__TASK TO CARRY OUT__. Beginning with the line containing "Can you see the red long-sleeve" and ending with the last line, repeat the records exactly.
######
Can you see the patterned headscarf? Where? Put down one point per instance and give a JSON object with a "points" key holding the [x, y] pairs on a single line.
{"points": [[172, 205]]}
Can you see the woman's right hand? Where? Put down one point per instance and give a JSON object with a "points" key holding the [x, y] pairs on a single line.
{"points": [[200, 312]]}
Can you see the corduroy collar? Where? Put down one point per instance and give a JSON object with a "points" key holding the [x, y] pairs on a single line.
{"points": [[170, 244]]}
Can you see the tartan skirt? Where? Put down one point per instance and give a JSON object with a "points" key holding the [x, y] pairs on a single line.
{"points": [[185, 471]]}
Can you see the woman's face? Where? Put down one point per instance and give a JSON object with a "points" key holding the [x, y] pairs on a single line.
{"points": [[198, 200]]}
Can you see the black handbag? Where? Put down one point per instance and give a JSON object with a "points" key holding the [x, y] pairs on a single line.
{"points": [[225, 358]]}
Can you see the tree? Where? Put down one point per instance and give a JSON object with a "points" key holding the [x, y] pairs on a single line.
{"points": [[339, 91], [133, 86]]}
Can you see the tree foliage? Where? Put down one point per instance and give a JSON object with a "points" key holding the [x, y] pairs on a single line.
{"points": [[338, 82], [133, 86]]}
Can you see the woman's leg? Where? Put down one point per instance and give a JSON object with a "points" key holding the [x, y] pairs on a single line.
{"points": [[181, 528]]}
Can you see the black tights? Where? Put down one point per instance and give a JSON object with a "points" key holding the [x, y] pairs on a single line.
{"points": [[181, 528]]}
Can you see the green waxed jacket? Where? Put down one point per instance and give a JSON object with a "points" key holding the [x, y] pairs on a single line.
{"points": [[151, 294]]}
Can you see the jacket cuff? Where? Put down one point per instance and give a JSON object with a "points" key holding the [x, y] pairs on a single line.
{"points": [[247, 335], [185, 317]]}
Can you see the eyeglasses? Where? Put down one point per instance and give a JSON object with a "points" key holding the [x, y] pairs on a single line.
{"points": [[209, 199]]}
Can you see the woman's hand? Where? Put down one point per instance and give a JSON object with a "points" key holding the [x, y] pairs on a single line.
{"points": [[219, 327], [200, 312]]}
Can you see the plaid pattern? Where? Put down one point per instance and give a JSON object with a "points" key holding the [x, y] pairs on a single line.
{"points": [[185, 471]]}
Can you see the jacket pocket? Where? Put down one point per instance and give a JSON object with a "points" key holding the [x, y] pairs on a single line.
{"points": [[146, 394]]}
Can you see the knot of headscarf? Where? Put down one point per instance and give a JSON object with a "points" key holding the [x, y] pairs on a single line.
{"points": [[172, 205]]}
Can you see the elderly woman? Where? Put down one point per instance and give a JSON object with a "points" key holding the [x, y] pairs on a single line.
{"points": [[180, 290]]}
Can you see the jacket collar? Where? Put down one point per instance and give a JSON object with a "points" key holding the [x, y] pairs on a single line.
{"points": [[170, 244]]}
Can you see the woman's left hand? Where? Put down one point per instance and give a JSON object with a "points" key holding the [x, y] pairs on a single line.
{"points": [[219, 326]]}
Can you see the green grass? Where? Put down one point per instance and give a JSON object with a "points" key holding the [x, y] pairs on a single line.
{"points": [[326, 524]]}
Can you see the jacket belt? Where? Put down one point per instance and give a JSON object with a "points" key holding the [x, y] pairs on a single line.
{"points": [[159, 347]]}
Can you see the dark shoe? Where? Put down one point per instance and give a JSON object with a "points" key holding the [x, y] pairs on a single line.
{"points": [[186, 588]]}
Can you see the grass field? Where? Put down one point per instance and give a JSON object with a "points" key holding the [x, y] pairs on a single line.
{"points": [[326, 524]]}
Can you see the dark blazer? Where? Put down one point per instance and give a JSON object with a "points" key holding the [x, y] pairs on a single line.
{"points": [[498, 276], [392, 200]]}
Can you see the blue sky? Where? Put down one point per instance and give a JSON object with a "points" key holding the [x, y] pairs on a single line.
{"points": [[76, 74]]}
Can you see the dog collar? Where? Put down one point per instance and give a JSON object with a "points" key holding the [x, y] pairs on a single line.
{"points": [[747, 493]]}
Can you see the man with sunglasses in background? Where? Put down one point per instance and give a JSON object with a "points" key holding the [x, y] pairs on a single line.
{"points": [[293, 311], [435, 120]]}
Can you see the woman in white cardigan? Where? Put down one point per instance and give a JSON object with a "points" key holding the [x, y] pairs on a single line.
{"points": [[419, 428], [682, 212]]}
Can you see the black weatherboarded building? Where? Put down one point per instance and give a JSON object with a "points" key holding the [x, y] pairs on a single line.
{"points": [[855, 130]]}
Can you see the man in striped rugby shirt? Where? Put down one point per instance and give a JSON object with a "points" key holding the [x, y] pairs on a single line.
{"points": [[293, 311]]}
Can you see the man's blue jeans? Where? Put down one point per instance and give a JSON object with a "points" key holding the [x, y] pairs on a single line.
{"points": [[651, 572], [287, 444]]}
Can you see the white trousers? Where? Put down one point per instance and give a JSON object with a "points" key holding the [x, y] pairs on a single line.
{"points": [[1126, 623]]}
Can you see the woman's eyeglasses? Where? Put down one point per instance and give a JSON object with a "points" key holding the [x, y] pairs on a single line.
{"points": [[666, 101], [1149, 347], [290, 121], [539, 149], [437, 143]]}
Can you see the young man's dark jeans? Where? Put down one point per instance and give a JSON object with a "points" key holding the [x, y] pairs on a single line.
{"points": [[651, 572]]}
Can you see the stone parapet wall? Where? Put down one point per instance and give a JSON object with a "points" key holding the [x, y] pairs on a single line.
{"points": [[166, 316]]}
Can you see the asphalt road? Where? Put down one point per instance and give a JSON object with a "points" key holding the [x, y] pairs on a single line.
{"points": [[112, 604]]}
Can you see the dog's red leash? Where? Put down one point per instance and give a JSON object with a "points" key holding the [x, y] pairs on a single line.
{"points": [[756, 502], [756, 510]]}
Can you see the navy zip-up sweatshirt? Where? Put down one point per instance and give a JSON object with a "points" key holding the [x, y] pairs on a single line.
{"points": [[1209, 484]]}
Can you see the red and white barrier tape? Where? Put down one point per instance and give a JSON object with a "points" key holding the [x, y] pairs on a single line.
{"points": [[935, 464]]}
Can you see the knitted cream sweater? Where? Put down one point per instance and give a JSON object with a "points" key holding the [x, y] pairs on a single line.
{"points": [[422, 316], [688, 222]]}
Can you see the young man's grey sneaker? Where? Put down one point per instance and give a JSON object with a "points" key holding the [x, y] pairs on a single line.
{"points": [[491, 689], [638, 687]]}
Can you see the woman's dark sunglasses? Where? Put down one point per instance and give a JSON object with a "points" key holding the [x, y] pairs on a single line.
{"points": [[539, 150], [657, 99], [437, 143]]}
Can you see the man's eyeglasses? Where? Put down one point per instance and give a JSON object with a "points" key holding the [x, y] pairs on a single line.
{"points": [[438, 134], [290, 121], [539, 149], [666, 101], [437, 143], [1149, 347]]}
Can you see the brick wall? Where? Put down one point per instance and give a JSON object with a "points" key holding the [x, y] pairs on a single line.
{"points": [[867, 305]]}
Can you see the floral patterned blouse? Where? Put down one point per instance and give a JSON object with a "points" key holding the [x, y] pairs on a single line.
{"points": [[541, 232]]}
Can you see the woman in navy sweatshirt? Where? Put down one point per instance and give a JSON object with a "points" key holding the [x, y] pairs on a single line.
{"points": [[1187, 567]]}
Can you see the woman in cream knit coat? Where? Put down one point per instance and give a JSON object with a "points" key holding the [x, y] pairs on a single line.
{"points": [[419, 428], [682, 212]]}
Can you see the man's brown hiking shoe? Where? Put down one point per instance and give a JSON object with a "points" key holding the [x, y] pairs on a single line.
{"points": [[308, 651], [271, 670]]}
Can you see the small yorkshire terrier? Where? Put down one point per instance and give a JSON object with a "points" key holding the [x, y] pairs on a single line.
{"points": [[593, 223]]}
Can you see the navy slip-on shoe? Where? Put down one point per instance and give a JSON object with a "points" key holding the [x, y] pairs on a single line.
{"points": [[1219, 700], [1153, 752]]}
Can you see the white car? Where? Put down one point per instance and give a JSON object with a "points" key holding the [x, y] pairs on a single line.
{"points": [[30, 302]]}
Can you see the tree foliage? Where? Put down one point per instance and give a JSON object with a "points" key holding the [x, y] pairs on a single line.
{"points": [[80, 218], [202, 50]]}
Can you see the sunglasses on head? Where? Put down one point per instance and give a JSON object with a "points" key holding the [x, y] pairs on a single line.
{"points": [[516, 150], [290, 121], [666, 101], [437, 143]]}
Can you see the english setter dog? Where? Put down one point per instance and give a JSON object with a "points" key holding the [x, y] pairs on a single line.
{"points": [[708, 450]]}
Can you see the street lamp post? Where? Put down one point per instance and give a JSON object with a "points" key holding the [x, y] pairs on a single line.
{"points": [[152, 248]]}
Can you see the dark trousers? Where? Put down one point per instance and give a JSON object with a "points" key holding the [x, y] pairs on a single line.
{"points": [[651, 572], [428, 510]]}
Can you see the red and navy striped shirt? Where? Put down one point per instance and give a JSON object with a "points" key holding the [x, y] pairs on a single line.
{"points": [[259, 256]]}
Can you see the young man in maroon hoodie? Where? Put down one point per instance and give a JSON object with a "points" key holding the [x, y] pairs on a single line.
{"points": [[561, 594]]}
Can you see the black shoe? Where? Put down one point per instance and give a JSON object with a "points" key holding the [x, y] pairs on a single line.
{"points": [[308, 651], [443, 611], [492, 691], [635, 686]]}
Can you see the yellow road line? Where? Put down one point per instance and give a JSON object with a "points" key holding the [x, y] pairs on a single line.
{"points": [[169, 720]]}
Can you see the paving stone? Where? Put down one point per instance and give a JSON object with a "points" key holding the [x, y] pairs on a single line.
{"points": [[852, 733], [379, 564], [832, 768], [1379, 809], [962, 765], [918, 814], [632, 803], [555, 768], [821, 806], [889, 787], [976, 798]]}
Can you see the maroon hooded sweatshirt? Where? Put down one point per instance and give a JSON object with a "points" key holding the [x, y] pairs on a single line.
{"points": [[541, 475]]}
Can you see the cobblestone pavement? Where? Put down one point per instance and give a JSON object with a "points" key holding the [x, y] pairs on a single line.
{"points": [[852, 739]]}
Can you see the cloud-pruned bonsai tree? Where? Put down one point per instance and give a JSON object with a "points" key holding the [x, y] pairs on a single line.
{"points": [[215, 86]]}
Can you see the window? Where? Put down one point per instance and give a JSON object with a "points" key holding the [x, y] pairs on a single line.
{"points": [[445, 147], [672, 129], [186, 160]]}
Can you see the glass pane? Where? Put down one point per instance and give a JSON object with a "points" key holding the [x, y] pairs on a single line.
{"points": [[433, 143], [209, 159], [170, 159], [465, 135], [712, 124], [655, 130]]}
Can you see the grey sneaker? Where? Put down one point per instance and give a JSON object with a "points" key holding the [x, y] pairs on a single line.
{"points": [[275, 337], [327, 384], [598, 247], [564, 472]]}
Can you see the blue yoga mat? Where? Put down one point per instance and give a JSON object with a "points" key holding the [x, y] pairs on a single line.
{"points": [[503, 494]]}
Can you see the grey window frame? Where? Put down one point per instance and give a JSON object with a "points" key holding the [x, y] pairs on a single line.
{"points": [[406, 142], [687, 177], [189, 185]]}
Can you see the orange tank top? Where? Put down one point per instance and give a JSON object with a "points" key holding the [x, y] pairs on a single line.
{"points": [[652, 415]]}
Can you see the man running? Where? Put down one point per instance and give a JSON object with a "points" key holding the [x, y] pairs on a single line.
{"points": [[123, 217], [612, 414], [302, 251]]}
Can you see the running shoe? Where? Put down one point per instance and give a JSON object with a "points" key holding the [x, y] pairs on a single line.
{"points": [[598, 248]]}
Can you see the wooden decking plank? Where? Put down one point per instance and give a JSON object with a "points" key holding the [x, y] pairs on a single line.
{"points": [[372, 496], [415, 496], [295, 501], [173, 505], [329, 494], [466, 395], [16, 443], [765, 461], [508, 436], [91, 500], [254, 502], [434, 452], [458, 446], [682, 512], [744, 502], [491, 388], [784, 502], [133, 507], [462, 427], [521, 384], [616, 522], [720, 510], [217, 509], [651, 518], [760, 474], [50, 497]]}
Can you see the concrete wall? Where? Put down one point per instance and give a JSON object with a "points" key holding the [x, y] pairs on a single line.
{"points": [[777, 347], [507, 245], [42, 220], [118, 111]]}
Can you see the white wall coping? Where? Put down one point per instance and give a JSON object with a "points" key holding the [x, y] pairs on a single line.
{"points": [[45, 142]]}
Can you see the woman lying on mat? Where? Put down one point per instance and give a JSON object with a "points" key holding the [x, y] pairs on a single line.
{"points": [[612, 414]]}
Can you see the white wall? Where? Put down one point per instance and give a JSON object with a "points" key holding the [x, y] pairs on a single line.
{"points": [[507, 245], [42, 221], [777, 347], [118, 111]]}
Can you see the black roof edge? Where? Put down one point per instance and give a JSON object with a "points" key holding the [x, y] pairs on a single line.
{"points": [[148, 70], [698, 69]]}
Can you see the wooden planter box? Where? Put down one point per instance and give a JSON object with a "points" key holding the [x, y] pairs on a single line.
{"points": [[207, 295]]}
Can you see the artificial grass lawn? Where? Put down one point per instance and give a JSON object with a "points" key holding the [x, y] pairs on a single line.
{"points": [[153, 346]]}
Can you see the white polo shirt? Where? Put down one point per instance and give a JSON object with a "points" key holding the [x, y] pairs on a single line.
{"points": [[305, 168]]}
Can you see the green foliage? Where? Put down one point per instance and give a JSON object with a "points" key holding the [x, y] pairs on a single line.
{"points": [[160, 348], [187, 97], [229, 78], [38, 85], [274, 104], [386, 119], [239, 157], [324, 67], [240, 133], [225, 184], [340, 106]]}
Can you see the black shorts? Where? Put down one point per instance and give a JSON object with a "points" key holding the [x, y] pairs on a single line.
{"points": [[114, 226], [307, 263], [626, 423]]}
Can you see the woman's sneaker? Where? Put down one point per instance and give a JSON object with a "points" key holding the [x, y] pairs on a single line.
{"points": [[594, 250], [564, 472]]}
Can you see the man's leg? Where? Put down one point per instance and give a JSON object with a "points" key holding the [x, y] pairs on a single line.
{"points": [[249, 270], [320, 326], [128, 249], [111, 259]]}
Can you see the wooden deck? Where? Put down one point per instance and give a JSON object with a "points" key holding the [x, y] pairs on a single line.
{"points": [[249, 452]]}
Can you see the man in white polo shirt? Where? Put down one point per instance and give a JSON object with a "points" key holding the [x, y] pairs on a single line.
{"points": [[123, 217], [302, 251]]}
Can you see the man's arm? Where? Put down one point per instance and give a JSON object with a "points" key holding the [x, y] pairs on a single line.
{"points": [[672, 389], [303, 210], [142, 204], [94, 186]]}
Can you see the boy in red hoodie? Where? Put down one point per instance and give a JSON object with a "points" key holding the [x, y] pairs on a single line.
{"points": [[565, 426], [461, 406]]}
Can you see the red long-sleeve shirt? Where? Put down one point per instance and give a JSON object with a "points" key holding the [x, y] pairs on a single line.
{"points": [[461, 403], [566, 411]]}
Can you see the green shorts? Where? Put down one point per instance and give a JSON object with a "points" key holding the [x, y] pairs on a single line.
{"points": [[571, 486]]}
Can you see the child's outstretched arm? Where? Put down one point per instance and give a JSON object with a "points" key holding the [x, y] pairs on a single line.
######
__ANSWER TO THIS EXERCISE__.
Can you see the red long-sleeve shirt? Where? Put down one point per instance and give a JSON object with a "points" key holding the [x, y] pairs on a single line.
{"points": [[461, 403], [566, 411]]}
Can you see the green shorts? Where? Put down one point per instance and give a JSON object with a "points" key holding the [x, y] pairs on a single line.
{"points": [[571, 486]]}
Can you see the child's outstretched arm? Where? Put down one point per instance and give a JSON object with a "points" key holding the [x, y] pairs on a single line.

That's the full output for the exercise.